__Document segment__:
Rates for 2019 are $49 a month plus $2.00 per 1000 gallons of water under 18,000 gallons, and $3.50 per 1000 gallons of water over 18,001 gallons to 36,000 gallons. $5.00 per 1,000 gallons of water over 36,001 gallons. Laurel Hills and Stemilt Hill rates are $60.00 a month plus the water charges. Rates cover the cost of running the District.
We bill every two months for the previous two months. Bills are overdue 30 days from the billing date. Late charges are added after 30 days and water is subject to shut off after 40 days.
New connection charges are $6500, plus charges for meter installation depending on the size of meter.
Other charges include but are not limited to: Deposits for all new customers, surcharges on large meters, late charges, returned checks etc.
All customers are required to keep a 5-foot radius around the meter box cleared of all hazards to allow the district access at any time for repair or maintenance as needed per policy. Including alley access points. We now are charging a non-access fee if we cannot get to it to read or work on.

__Problem statement__: Quote the water rates text word for word, everything from "Other charges include" down to "or work on.". The lines that follow come from a separate source and are unrelated to the water rates text.

__Records__:
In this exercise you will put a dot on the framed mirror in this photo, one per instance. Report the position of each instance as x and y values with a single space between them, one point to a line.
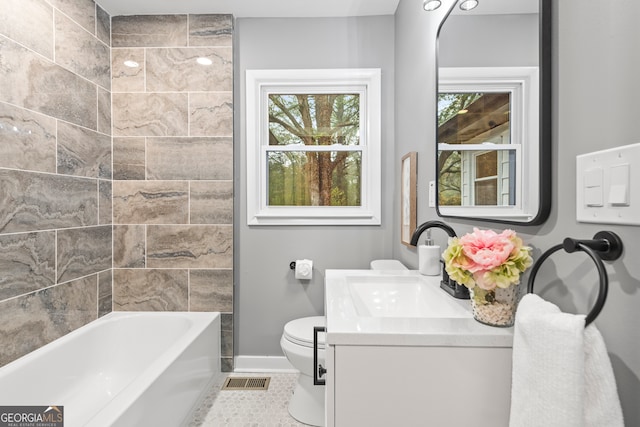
494 112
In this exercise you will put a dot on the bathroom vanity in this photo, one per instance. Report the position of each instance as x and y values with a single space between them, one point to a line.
400 351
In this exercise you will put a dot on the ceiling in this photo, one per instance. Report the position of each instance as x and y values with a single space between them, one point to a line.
253 8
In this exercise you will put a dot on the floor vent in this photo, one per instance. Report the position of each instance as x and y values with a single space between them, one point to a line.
246 383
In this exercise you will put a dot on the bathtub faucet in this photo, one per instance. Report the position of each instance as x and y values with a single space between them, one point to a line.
451 286
430 224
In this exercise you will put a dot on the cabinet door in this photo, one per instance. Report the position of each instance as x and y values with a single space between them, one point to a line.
421 386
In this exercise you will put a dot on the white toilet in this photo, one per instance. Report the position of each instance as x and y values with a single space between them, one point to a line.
307 403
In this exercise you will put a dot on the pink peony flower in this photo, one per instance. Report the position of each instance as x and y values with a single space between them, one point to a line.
486 249
486 259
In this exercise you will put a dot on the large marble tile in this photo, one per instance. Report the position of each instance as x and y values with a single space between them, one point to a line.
211 290
129 246
189 246
33 201
149 30
83 251
30 23
103 25
150 114
190 158
105 292
210 30
83 152
150 202
178 69
211 114
81 11
129 158
105 202
211 202
30 81
127 78
36 319
28 140
82 52
150 290
27 263
104 111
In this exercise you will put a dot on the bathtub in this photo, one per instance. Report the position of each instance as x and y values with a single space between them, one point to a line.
124 369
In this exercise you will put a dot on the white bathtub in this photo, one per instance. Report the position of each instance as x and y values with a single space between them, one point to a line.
124 369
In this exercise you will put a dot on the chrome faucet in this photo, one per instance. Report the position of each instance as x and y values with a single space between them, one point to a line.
451 286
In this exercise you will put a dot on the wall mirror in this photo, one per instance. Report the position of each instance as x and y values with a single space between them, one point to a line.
494 112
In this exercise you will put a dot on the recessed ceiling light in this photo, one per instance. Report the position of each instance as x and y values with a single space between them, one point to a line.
430 5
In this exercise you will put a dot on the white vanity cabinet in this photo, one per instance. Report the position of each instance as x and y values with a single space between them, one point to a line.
403 353
419 386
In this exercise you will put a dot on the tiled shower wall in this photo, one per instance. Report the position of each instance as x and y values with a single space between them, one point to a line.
173 166
87 223
55 171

__Solution for this exercise__:
Other charges include but are not limited to: Deposits for all new customers, surcharges on large meters, late charges, returned checks etc.
All customers are required to keep a 5-foot radius around the meter box cleared of all hazards to allow the district access at any time for repair or maintenance as needed per policy. Including alley access points. We now are charging a non-access fee if we cannot get to it to read or work on.